So, I suspect this should be a simple fix for somebody with the right knowledge of where the underscores are appended.

Unlike the code in ompi/mpi/fortran, it appears that oshmem/shmem/fortran doesn't include lowercase-without-trailing-underscore as a potential FORTAN interface at all!
So, the fix for this is going to be fairly pervasive.

Work-around:

For the moment, configuring with FC="xlf -qextname" to force a trailing underscore appears to work (and also verifies the diagnosis).

@PHHargrove Thanks for tracking that down! I should be able to work up a fix for this in the next day or two.

Humm I took a pass at this and it became a mess. The fortran bindings in oshmem are not as centralized as they are in ompi, so it touches a lot of files. The no underscore version results in a number of duplicate naming issues that need to be worked though. Changing one or two of the interfaces worked for the ring test, but broader application of the technique caused build issues.

*Problems to solve*:
1. In the oshmem Fortran thread, what configure setting is given as the work-around?
2. List every difficulty that the last post in the oshmem Fortran thread reports from the attempt at a fix.
3. Using the oshmem Fortran thread, decide whether each statement agrees with it. Answer yes or no, and quote the words that decide it.
(a) The code in oshmem/shmem/fortran includes lowercase-without-trailing-underscore as a Fortran interface.
(b) Changing one or two of the interfaces worked for the ring test.
(c) The Fortran bindings in oshmem are more centralized than those in ompi.

*Records*:
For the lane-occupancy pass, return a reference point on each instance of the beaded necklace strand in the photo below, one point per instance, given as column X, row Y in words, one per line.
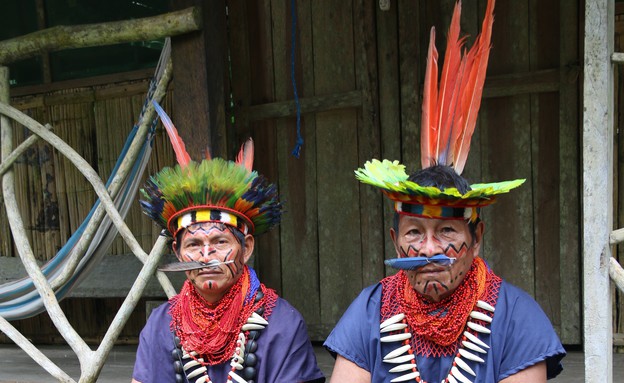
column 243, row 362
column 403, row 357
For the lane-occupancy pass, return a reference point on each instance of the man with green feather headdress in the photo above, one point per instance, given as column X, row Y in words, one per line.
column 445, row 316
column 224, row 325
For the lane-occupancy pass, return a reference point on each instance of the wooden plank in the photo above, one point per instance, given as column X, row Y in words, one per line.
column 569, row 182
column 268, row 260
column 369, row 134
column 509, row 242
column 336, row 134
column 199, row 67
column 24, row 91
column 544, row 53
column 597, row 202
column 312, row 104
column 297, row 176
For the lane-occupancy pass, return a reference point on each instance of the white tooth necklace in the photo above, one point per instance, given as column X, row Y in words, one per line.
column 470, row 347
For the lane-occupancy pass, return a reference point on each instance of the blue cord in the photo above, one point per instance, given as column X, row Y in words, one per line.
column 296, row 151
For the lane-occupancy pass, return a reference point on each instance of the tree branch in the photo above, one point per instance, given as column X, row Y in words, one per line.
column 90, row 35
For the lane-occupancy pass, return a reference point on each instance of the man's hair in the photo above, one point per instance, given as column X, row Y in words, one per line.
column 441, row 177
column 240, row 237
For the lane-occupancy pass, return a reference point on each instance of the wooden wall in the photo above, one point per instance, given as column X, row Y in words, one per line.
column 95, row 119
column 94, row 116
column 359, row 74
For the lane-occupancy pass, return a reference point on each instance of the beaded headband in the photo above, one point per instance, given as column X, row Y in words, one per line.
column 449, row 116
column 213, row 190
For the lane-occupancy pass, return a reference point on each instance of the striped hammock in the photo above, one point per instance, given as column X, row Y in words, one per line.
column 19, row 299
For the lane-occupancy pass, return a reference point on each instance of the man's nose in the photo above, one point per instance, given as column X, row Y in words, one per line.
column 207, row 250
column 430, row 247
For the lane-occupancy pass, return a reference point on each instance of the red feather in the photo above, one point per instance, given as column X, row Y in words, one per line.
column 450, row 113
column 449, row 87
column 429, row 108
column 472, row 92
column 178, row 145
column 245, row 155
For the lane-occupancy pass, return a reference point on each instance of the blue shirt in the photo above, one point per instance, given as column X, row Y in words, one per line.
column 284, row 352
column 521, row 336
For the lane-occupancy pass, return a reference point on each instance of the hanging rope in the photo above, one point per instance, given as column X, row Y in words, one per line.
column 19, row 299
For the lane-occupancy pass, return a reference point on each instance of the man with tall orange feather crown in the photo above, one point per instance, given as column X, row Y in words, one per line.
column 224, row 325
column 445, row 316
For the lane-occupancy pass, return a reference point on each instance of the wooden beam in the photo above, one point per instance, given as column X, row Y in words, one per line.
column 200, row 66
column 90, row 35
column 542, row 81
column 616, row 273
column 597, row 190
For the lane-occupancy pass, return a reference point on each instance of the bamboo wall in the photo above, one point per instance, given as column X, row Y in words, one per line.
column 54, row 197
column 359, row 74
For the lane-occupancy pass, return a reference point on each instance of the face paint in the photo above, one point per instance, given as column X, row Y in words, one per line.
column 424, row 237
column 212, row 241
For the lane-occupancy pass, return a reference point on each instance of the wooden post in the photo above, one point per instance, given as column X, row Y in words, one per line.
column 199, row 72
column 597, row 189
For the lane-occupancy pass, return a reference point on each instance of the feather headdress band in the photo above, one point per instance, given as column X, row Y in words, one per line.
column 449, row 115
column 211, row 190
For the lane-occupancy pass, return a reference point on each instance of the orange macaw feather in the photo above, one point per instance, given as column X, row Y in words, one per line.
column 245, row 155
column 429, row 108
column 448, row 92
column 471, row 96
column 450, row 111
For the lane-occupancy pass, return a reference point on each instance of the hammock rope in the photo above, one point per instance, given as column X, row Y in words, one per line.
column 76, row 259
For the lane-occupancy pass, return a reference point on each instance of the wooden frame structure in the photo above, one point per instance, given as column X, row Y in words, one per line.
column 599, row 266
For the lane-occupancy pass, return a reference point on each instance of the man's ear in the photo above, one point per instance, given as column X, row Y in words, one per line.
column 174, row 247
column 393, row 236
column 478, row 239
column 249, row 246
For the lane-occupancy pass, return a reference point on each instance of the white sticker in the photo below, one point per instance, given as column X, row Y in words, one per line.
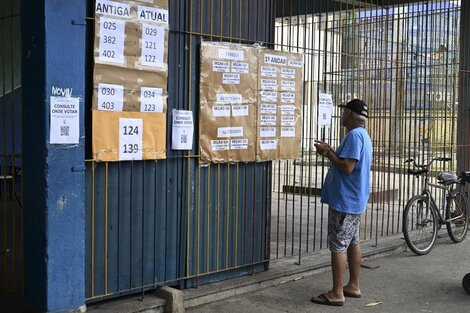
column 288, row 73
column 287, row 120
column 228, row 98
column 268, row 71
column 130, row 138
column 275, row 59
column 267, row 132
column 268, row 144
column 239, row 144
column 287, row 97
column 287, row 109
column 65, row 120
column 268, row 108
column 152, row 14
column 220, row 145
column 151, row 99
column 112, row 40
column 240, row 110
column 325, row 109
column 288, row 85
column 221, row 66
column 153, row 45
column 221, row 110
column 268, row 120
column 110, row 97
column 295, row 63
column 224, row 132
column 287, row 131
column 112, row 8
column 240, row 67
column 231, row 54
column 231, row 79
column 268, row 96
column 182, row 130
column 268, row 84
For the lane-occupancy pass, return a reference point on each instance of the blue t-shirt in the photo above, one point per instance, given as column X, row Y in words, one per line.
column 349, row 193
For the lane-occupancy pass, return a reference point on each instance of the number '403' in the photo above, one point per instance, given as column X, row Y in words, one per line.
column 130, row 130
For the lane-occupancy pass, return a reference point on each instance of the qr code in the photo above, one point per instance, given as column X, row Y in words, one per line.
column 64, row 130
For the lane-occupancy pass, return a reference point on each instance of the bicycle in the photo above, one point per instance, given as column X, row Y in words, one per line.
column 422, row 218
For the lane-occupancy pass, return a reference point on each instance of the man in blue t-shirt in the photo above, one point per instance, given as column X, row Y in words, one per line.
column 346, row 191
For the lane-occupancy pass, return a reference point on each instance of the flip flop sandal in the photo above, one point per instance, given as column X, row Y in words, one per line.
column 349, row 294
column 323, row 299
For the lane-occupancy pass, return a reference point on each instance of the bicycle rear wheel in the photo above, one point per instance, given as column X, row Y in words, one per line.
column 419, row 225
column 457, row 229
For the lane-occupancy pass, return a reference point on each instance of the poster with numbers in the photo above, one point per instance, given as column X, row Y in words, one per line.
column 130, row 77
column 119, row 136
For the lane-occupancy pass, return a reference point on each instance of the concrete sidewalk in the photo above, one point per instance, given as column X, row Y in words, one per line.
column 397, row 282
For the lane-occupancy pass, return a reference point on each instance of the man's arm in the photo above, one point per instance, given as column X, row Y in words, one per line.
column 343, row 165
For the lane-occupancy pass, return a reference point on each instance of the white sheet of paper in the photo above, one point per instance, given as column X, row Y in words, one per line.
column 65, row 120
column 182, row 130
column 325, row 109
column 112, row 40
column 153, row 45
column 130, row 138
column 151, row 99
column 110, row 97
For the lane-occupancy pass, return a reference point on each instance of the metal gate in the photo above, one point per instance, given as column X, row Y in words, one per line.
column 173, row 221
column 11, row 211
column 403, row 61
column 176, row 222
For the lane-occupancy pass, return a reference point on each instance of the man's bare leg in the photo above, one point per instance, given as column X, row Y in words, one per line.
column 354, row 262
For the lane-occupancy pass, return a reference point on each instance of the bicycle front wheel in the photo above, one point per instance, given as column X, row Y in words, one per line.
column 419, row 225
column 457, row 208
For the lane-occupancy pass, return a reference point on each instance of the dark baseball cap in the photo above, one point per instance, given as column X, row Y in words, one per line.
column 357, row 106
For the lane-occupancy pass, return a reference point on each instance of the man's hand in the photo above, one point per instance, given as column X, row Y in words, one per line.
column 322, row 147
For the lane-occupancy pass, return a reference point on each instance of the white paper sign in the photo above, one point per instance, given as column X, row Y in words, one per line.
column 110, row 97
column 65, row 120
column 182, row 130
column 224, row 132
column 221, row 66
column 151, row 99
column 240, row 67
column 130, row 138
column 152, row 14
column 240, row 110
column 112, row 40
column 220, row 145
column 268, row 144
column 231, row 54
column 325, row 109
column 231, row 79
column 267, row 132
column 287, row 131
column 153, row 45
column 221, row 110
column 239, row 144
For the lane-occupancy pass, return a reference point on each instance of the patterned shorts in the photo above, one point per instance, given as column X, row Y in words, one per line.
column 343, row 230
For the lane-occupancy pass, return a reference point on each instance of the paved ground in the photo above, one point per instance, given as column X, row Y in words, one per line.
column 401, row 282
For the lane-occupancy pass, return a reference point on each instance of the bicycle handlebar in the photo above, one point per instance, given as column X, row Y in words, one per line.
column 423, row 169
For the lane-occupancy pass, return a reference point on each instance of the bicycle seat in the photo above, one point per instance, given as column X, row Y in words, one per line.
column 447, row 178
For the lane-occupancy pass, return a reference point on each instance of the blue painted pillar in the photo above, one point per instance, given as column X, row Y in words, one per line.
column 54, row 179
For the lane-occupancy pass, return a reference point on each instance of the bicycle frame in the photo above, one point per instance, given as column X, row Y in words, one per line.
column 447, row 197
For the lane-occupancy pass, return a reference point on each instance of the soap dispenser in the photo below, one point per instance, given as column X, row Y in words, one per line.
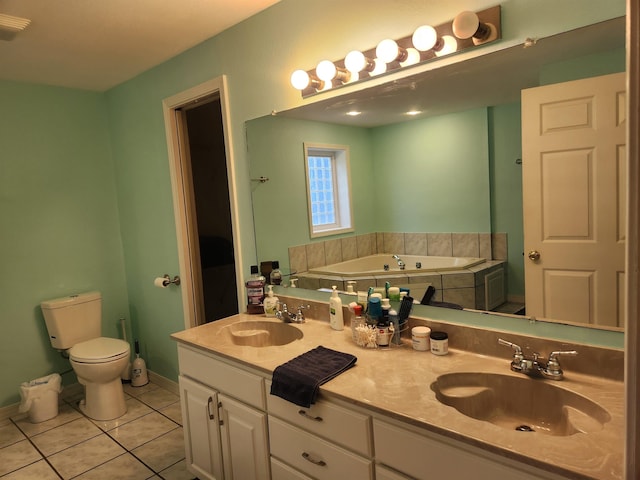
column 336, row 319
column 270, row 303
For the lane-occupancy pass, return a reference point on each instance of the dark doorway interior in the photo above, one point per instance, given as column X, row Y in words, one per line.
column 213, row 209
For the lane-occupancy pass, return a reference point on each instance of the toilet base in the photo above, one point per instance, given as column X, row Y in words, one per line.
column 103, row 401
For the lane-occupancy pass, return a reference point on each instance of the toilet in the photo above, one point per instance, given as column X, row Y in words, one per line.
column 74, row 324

---

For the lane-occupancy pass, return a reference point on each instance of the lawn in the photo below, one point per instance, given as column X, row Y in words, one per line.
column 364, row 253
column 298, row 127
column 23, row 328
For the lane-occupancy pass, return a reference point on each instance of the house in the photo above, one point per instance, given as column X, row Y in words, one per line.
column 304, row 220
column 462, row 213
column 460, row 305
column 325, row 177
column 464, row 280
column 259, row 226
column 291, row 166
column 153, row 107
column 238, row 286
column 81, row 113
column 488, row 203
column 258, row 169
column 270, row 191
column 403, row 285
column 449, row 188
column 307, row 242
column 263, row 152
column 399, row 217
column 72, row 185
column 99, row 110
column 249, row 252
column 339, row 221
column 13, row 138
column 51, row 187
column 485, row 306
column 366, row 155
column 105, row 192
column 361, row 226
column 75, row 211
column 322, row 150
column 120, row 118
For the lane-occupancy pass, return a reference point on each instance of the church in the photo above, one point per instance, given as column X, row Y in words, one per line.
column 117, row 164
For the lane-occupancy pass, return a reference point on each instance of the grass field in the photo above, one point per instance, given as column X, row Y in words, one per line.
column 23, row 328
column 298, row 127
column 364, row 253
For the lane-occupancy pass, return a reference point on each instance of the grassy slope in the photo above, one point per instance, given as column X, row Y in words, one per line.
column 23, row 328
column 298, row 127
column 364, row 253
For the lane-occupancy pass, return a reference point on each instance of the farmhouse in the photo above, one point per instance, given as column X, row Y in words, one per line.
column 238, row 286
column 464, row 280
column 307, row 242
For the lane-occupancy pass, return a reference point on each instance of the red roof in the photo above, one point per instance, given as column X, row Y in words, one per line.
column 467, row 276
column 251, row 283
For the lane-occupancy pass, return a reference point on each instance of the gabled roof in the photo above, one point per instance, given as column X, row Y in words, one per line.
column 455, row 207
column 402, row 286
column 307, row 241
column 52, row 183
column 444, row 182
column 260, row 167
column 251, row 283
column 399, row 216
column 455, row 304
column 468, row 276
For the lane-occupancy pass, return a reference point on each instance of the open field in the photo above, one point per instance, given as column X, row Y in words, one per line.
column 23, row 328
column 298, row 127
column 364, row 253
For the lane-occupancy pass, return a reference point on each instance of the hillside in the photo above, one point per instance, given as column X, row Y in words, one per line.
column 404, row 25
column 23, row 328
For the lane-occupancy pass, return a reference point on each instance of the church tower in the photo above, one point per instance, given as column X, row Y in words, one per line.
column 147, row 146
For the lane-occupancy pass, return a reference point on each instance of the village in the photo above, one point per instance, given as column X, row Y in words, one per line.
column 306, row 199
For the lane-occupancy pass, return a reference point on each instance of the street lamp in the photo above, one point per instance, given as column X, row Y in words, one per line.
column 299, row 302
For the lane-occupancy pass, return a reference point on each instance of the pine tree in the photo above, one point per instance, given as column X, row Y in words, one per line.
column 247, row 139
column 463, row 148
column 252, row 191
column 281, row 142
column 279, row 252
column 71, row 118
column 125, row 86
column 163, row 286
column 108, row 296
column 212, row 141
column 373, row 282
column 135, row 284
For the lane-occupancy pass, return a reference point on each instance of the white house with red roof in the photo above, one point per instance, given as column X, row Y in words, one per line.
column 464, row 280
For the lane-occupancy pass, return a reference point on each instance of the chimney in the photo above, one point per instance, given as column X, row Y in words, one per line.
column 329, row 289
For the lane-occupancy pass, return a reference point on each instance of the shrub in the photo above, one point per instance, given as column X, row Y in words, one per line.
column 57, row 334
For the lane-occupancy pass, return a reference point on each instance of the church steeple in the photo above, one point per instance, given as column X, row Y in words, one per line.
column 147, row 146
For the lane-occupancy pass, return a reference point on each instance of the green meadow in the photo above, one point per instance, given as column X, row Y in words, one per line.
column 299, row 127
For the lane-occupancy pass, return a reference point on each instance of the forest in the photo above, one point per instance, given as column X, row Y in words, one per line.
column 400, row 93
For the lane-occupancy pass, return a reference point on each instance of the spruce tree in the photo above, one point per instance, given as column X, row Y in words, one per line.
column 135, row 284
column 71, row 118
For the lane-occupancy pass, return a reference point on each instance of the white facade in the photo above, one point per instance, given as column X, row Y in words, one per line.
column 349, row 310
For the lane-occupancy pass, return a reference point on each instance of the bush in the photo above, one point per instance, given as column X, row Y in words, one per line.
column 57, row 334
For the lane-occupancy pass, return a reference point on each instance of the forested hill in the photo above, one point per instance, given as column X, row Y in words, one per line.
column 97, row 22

*Expected responses*:
1. FC="xlf -qextname", which forces a trailing underscore.

2.
- The Fortran bindings in oshmem are not as centralized as in ompi, so the change touches a lot of files.
- The no-underscore version results in a number of duplicate naming issues.
- Broader application of the technique caused build issues.

3.
(a) No: "oshmem/shmem/fortran doesn't include lowercase-without-trailing-underscore"
(b) Yes: "Changing one or two of the interfaces worked for the ring test"
(c) No: "The fortran bindings in oshmem are not as centralized as they are in ompi"